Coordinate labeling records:
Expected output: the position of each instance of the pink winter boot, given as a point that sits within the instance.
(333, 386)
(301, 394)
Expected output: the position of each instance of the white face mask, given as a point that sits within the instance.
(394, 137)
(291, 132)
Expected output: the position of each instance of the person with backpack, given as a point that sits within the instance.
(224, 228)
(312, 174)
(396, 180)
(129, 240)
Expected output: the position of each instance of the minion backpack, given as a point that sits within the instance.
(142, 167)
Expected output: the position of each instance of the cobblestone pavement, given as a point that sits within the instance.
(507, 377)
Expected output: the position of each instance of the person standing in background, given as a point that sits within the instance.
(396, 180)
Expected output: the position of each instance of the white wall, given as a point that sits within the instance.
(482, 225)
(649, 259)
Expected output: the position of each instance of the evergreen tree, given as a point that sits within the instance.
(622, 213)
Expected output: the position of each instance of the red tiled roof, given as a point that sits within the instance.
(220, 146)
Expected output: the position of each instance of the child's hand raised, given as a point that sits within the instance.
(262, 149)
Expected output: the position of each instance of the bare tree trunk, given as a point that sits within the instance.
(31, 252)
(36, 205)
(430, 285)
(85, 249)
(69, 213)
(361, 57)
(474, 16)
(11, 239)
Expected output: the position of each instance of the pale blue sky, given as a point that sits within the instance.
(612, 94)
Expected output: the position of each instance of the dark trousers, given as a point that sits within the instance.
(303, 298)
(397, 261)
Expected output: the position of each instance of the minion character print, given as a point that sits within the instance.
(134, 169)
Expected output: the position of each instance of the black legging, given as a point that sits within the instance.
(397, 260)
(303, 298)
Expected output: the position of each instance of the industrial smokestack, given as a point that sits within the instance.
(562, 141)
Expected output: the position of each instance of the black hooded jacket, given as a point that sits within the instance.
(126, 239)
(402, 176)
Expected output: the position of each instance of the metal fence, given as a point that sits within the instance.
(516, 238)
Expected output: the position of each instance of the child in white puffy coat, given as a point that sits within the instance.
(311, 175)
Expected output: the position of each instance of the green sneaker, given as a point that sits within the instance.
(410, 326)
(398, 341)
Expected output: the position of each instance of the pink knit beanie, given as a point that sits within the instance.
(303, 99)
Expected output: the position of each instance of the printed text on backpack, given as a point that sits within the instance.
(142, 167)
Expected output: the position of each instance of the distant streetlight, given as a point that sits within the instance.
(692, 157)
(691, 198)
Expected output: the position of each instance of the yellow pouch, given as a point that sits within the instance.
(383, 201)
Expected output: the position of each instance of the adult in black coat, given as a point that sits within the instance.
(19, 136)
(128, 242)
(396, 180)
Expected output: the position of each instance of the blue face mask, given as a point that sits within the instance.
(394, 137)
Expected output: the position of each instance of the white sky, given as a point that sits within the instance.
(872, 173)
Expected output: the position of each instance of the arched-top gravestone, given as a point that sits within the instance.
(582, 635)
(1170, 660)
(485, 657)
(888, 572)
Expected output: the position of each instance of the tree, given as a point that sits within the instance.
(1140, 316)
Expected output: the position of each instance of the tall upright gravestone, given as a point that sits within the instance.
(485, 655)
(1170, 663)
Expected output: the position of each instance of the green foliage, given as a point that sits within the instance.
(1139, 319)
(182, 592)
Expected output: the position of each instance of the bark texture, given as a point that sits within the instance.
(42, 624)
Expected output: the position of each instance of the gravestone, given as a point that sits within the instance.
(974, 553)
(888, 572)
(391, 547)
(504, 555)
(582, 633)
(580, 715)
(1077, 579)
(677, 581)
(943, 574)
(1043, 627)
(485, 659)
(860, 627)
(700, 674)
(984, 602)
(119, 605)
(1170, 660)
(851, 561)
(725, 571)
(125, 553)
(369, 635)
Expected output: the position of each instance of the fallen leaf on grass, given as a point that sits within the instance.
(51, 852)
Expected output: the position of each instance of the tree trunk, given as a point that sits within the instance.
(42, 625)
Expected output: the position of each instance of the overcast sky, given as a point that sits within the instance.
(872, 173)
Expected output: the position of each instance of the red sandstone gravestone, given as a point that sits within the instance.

Task: Update all of the records above, replacing each occurrence of "sits within" with "lies inside" and leaving everything else unchanged.

Response:
Expected output: the position of each instance of the pink winter boot, given as a point that lies inside the instance.
(333, 386)
(301, 394)
Expected output: the position of each instance of the white face mask, given as a point that lies inside the instance.
(394, 137)
(291, 132)
Expected output: the position of each instance of the person with backpack, given as a point that lies inside the instance.
(224, 228)
(312, 174)
(396, 180)
(129, 240)
Expected output: the position of each instance of the minion backpack, given as a point that lies inside the instance.
(142, 167)
Expected output: the position of each instance of the cobblestone pavement, given as a point that lies inside the instance.
(507, 377)
Expected output: the position of each instance of the person standing in background, given as a point that lies inside the instance.
(396, 180)
Expected output: the position of each instance of the white wall, given as a point that lies inside the instance.
(482, 225)
(649, 259)
Expected output: the position of each instance of the evergreen tree, given as a point that lies inside the instance.
(622, 213)
Expected output: the position of each instance of the red tiled roof, given as a point that lies inside the instance.
(220, 146)
Expected output: the position of each instance of the child's hand raised, given as a point that lies inside the instance.
(262, 149)
Expected output: the position of each instance of the bare tree trunk, given as a point that lies inside the instance.
(31, 252)
(36, 205)
(430, 285)
(85, 249)
(69, 213)
(361, 57)
(474, 16)
(11, 239)
Expected output: the position of each instance of the pale blue sky, given as a point that lies inside the instance.
(612, 94)
Expected output: the position of each instance of the dark trousers, given as a point that lies inside the instance.
(303, 298)
(397, 261)
Expected output: the position of each instance of the minion character print, given as a point that lies inside the instance.
(134, 169)
Expected output: the position of each instance of the black legging, given as a point that lies inside the instance.
(397, 260)
(303, 298)
Expected output: the position of each instance of the industrial smokestack, given as a point that lies inside the instance.
(562, 141)
Expected output: the position of each instance of the black hooded jacket, given as a point that lies inside the instance.
(126, 239)
(402, 176)
Expected output: the position of each instance of the metal fence, given as a point that lies inside the instance.
(516, 238)
Expected output: the position of each instance of the child in white puffy coat, given as a point that lies inside the instance.
(311, 175)
Expected output: the position of each instance of the green sneaker, given as a point that lies inside the instance.
(410, 326)
(398, 341)
Expected output: the position of each instance of the pink knit beanie, given as a point that lies inside the instance.
(303, 99)
Expected output: the position of each instance of the printed text on backpack, given as a point that lies inside the instance.
(142, 167)
Expected output: the position of each instance of the distant streetlight, given as a point that lies inside the instance.
(692, 157)
(691, 198)
Expected output: the position of each instance of the yellow pouch, given as a point that lies inside the instance.
(383, 201)
Expected output: the position of each instance of the adult in black coat, given as a point that lies inside the instance.
(19, 136)
(128, 242)
(396, 180)
Expected output: the position of each instance of the blue face mask, given as a point that lies inside the instance.
(394, 137)
Expected output: the position of each instance of the white sky, given as a point that lies inside the instance.
(872, 173)
Expected output: the position of each instance of the arched-top gravestone, given as a point that lies inside the instance.
(582, 635)
(1170, 660)
(485, 657)
(888, 572)
Expected output: the position of each instance of the tree, given as a point that lies inside the instance.
(1140, 316)
Expected output: the position of each instance of the tall upright gravestone, given as a point that lies inside the instance.
(485, 655)
(1170, 663)
Expected output: the position of each instance of the green foliage, given as a point that lies inside the instance.
(1139, 319)
(182, 592)
Expected output: the position of each instance of the bark texture, given as a point that lies inside the instance.
(42, 624)
Expected output: the position of each instance of the gravestone, given as a point that lies inside the instance.
(974, 553)
(888, 572)
(391, 547)
(504, 555)
(582, 633)
(580, 715)
(1077, 579)
(677, 581)
(943, 574)
(1043, 627)
(485, 659)
(860, 627)
(700, 674)
(984, 602)
(119, 605)
(1170, 660)
(851, 561)
(725, 571)
(125, 553)
(369, 635)
Expected output: the position of each instance of the fallen leaf on grass, given as a point that lies inside the instance.
(51, 852)
Expected output: the position of each instance of the tree trunk, given as a point that lies inside the instance.
(42, 625)
Expected output: the position of each instance of the overcast sky, given as a point that lies inside the instance.
(872, 173)
Expected output: the position of each instance of the red sandstone gravestone, given as a point that lies inside the instance.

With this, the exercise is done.